◆ WHAT YOU WILL DO
Below are entries; copy exactly, and only, the lines from the one containing "locate: building column" through their final line, leaving out pictures.

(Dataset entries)
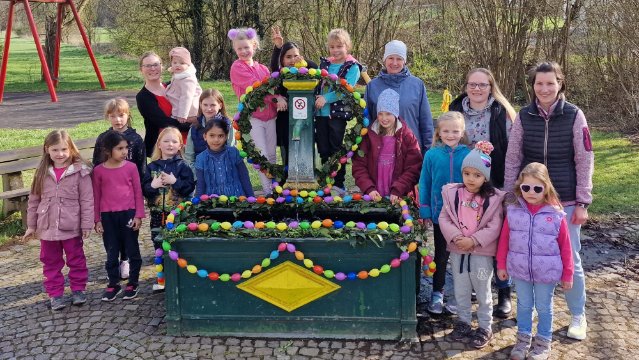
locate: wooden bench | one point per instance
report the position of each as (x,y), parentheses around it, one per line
(15,192)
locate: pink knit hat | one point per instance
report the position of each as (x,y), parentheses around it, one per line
(182,53)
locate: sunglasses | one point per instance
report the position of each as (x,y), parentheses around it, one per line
(538,189)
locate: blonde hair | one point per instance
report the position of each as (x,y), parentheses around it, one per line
(242,35)
(455,116)
(53,138)
(341,36)
(149,54)
(215,94)
(539,171)
(157,153)
(118,105)
(495,91)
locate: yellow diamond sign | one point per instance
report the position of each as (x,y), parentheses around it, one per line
(288,286)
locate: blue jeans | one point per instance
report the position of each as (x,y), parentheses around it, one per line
(576,297)
(539,296)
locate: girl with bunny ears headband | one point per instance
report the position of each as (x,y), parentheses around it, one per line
(244,34)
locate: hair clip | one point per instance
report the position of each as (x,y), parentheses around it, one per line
(485,147)
(251,33)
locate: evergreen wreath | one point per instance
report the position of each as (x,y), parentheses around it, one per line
(254,99)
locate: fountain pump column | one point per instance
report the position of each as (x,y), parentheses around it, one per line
(301,152)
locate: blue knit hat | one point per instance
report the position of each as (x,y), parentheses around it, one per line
(395,47)
(479,158)
(388,101)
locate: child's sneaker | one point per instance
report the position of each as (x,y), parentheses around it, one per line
(461,331)
(130,292)
(520,350)
(540,349)
(78,298)
(436,305)
(578,327)
(481,338)
(57,303)
(124,269)
(111,292)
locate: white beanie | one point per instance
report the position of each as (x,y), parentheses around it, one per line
(395,47)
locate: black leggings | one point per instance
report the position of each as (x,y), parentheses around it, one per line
(329,136)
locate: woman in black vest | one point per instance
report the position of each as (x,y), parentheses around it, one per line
(152,103)
(554,132)
(489,117)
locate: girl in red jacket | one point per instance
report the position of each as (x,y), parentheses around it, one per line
(61,213)
(392,160)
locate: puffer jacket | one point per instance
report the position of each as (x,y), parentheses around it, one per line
(63,209)
(488,229)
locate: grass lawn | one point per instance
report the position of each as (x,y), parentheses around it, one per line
(617,163)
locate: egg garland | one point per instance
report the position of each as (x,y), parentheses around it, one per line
(303,200)
(299,256)
(176,228)
(254,98)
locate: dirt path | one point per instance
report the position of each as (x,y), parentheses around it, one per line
(36,111)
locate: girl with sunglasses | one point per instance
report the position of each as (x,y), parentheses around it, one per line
(534,249)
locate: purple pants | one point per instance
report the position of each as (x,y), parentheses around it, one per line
(53,262)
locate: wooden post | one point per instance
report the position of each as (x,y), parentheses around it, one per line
(11,181)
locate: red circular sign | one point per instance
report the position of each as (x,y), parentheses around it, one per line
(300,104)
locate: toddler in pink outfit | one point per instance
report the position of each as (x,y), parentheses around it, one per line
(184,90)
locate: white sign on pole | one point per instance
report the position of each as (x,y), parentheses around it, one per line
(299,107)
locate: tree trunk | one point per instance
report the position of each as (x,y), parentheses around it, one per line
(198,22)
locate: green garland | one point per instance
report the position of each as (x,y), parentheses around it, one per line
(254,100)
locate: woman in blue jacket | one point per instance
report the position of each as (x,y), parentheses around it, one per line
(413,100)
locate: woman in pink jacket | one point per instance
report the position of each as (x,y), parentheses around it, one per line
(471,223)
(60,212)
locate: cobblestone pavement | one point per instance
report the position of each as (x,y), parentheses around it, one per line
(136,329)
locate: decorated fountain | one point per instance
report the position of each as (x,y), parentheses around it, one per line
(302,263)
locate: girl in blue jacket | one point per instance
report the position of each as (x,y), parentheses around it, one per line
(442,165)
(168,180)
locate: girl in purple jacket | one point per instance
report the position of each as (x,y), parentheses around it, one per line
(392,160)
(61,213)
(471,222)
(534,249)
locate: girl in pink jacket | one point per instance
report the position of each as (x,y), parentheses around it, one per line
(60,212)
(244,72)
(184,90)
(471,221)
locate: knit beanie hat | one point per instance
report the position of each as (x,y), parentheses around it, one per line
(182,53)
(388,101)
(479,158)
(395,47)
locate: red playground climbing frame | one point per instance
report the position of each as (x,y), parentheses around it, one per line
(51,83)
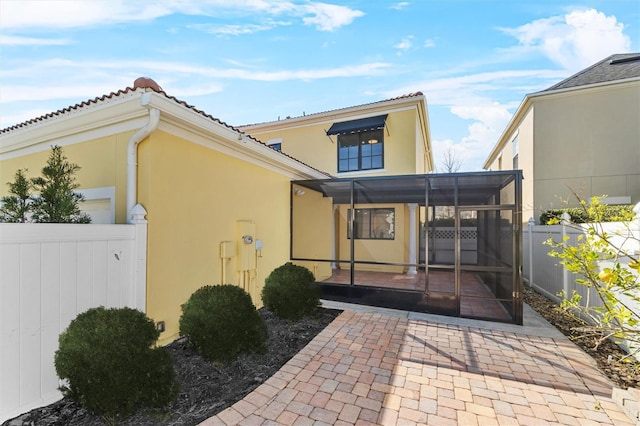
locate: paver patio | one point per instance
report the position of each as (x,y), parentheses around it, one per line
(384,367)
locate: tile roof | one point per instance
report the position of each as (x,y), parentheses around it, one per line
(407,96)
(613,68)
(106,98)
(132,90)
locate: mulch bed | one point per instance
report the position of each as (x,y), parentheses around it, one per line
(623,371)
(205,389)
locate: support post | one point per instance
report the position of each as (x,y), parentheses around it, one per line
(566,220)
(532,223)
(412,239)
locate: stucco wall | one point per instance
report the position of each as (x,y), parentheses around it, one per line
(195,197)
(311,145)
(587,142)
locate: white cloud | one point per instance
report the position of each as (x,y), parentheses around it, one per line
(575,40)
(328,17)
(55,14)
(32,41)
(74,13)
(230,29)
(405,43)
(400,5)
(70,85)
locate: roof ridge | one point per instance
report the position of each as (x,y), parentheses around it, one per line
(581,72)
(599,75)
(405,96)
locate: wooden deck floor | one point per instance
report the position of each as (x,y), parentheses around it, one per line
(476,300)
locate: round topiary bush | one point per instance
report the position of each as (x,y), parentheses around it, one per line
(289,292)
(221,322)
(110,363)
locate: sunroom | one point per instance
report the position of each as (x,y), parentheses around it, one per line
(439,243)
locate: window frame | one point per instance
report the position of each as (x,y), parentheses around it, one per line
(370,226)
(362,142)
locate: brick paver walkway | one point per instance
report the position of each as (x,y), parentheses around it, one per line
(374,368)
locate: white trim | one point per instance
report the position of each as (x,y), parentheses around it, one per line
(361,172)
(102,193)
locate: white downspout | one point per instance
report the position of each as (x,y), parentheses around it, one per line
(132,153)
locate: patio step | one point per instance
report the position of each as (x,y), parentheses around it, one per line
(629,401)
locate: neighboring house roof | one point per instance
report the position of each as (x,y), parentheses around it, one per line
(141,84)
(615,67)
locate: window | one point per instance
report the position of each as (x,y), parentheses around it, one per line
(373,224)
(361,151)
(275,144)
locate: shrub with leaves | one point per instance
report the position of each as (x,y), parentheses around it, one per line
(16,208)
(58,202)
(604,213)
(110,363)
(221,322)
(616,315)
(289,292)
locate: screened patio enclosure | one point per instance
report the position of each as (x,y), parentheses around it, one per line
(438,243)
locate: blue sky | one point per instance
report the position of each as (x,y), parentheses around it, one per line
(250,61)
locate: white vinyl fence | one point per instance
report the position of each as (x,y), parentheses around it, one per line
(545,274)
(49,273)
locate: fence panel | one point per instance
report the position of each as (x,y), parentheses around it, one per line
(549,277)
(49,273)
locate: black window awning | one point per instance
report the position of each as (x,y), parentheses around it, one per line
(361,125)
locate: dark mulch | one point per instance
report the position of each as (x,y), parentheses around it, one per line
(624,371)
(205,389)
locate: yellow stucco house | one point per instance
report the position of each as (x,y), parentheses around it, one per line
(206,185)
(581,135)
(385,138)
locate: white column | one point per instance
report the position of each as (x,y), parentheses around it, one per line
(412,238)
(334,265)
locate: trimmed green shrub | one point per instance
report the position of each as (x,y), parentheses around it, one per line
(289,292)
(221,322)
(110,363)
(613,213)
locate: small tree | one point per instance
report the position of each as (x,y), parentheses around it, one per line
(17,206)
(617,316)
(58,203)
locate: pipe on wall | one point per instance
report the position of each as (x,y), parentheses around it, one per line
(132,153)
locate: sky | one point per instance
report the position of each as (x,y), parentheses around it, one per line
(253,61)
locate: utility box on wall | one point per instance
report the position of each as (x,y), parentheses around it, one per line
(246,245)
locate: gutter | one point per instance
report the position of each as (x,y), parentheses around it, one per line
(132,153)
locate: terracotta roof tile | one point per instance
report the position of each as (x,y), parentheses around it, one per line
(408,95)
(130,90)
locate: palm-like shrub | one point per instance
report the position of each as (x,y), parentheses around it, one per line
(221,322)
(289,292)
(110,363)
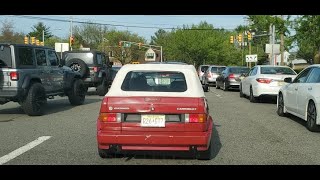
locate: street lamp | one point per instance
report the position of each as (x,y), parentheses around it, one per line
(43,34)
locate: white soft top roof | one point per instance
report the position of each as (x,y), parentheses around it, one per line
(194,87)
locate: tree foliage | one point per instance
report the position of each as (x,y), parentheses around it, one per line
(8,34)
(38,30)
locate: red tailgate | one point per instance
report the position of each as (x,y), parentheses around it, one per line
(175,110)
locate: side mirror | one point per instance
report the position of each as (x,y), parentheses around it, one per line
(288,80)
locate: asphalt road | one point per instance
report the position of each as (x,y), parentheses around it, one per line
(244,133)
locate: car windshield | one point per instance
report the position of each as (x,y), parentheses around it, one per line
(239,70)
(277,70)
(217,69)
(116,68)
(204,68)
(164,81)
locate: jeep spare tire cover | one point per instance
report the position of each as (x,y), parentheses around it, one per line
(78,65)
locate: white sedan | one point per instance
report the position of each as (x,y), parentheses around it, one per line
(301,97)
(264,80)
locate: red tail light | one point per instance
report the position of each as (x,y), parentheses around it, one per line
(95,69)
(264,80)
(110,117)
(14,76)
(231,76)
(195,118)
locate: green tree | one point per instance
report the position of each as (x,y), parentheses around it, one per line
(307,36)
(38,30)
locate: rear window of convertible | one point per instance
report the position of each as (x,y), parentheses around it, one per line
(156,81)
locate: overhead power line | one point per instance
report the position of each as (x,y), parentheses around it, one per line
(108,24)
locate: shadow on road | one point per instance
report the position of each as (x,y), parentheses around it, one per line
(53,106)
(171,154)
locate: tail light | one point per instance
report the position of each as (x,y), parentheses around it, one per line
(14,76)
(231,76)
(95,69)
(195,118)
(264,80)
(110,117)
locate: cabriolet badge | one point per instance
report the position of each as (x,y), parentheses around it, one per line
(183,109)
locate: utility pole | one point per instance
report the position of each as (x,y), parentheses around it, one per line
(282,45)
(71,33)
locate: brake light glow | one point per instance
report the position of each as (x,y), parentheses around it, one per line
(231,76)
(14,76)
(195,118)
(110,117)
(264,80)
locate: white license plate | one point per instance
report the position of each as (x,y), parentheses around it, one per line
(153,120)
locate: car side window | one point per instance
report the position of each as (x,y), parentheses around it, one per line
(53,59)
(255,71)
(303,76)
(314,76)
(41,57)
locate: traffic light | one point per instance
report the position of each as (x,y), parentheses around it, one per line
(33,40)
(249,36)
(71,40)
(231,39)
(240,38)
(26,40)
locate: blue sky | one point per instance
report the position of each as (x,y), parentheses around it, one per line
(24,23)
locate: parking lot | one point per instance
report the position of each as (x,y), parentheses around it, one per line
(244,133)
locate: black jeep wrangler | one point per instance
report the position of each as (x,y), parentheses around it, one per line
(31,74)
(94,68)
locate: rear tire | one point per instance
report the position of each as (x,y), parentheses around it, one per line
(36,99)
(312,118)
(280,109)
(207,154)
(77,93)
(252,98)
(102,89)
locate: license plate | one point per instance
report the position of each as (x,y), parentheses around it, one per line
(153,120)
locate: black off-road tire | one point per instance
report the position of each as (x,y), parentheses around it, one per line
(75,63)
(77,93)
(102,89)
(35,100)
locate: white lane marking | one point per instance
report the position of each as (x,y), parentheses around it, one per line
(23,149)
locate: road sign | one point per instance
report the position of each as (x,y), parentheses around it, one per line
(252,58)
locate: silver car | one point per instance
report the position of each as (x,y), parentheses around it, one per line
(212,73)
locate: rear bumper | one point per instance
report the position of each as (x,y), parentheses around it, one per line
(160,141)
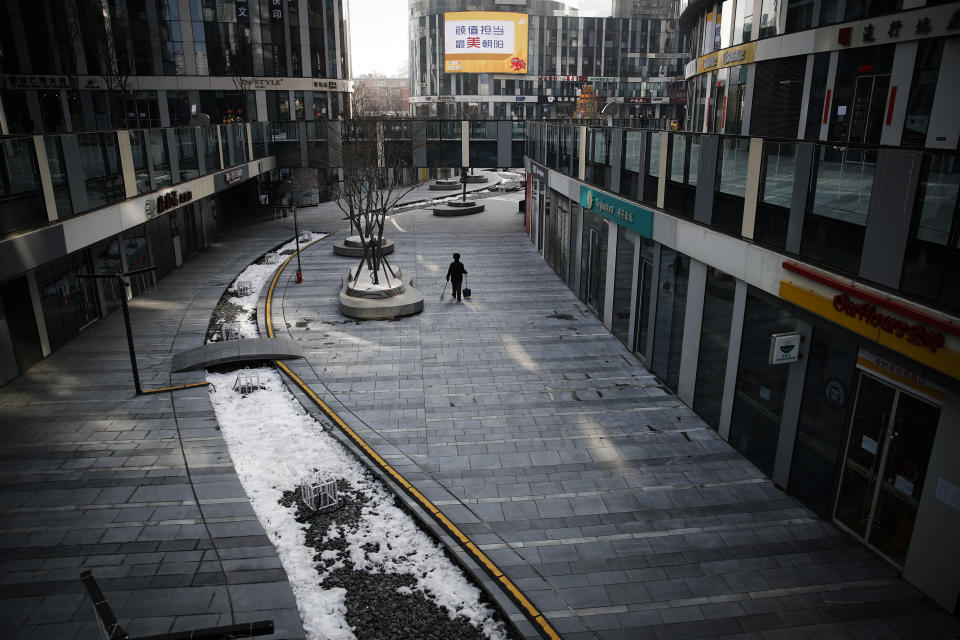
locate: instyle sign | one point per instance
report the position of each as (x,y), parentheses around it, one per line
(627,214)
(485,42)
(731,57)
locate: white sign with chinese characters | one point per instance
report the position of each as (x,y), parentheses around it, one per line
(784,348)
(478,36)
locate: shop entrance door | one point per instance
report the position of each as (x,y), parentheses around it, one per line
(869,104)
(594,275)
(885,464)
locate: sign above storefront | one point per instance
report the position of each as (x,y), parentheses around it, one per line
(730,57)
(784,348)
(896,325)
(627,214)
(538,172)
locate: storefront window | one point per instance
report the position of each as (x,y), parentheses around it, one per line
(773,208)
(933,251)
(670,315)
(758,399)
(593,261)
(69,303)
(834,226)
(714,343)
(826,395)
(924,85)
(622,286)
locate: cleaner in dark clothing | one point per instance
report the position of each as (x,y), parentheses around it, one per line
(455,273)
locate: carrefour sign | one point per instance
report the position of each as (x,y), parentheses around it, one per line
(626,214)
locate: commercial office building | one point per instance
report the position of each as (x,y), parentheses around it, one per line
(634,60)
(827,231)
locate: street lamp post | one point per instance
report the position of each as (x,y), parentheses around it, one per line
(126,315)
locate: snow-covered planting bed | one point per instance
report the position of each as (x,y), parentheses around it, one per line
(363,570)
(353,567)
(242,309)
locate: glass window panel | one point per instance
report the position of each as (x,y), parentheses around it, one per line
(733,168)
(670,314)
(714,343)
(760,388)
(622,286)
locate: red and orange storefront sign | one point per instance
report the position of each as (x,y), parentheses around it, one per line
(904,328)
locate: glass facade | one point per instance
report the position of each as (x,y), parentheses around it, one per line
(622,286)
(714,344)
(671,312)
(827,396)
(760,389)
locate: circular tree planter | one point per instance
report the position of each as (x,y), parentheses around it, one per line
(445,185)
(365,301)
(458,208)
(351,246)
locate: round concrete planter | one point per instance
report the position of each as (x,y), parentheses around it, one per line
(445,185)
(397,301)
(457,208)
(350,246)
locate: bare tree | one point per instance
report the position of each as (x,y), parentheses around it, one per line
(374,178)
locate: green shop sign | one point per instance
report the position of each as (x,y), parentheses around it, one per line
(626,214)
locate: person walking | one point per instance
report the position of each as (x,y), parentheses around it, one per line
(455,273)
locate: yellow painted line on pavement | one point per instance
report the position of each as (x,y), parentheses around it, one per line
(178,387)
(532,613)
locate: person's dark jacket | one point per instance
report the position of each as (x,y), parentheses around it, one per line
(456,271)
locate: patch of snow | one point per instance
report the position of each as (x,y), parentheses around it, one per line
(273,442)
(365,281)
(257,275)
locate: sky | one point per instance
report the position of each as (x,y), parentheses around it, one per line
(378,33)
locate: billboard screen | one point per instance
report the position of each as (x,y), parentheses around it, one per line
(485,42)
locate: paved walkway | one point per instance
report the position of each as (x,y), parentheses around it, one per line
(617,511)
(139,490)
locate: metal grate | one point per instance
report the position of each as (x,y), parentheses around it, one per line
(247,382)
(319,494)
(243,288)
(230,331)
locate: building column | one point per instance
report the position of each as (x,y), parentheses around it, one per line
(73,162)
(582,146)
(692,325)
(790,415)
(892,199)
(634,286)
(126,164)
(803,170)
(944,129)
(752,193)
(46,182)
(828,98)
(706,179)
(616,158)
(733,358)
(38,313)
(611,275)
(901,79)
(663,160)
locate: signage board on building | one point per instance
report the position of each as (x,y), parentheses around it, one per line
(899,376)
(730,57)
(485,42)
(538,172)
(626,214)
(784,348)
(231,177)
(897,325)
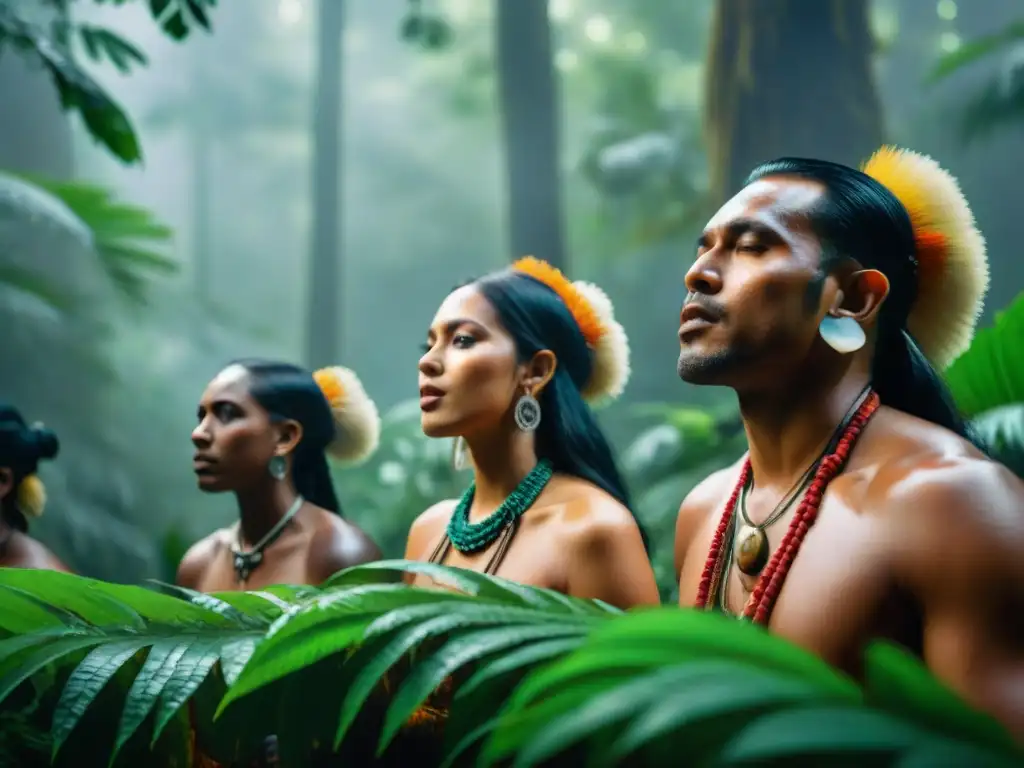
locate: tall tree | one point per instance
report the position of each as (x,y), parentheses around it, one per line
(324,318)
(528,96)
(788,77)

◆ EXERCISE SOLUTION
locate: building column | one point per instance
report the position of each as (x,y), parentheses around it, one per line
(73,162)
(582,146)
(692,325)
(790,415)
(892,199)
(634,286)
(126,164)
(803,170)
(944,129)
(752,193)
(46,182)
(828,98)
(706,179)
(616,158)
(733,358)
(38,313)
(611,275)
(901,79)
(663,160)
locate: signage board on building | one point per instance
report the position of each as (x,y), parentheses around it, one per line
(899,376)
(730,57)
(485,42)
(538,172)
(626,214)
(784,348)
(231,177)
(897,325)
locate: tall tree | one point per instance
report the position of each as (x,y), parentheses around it, one per line
(324,318)
(528,96)
(788,77)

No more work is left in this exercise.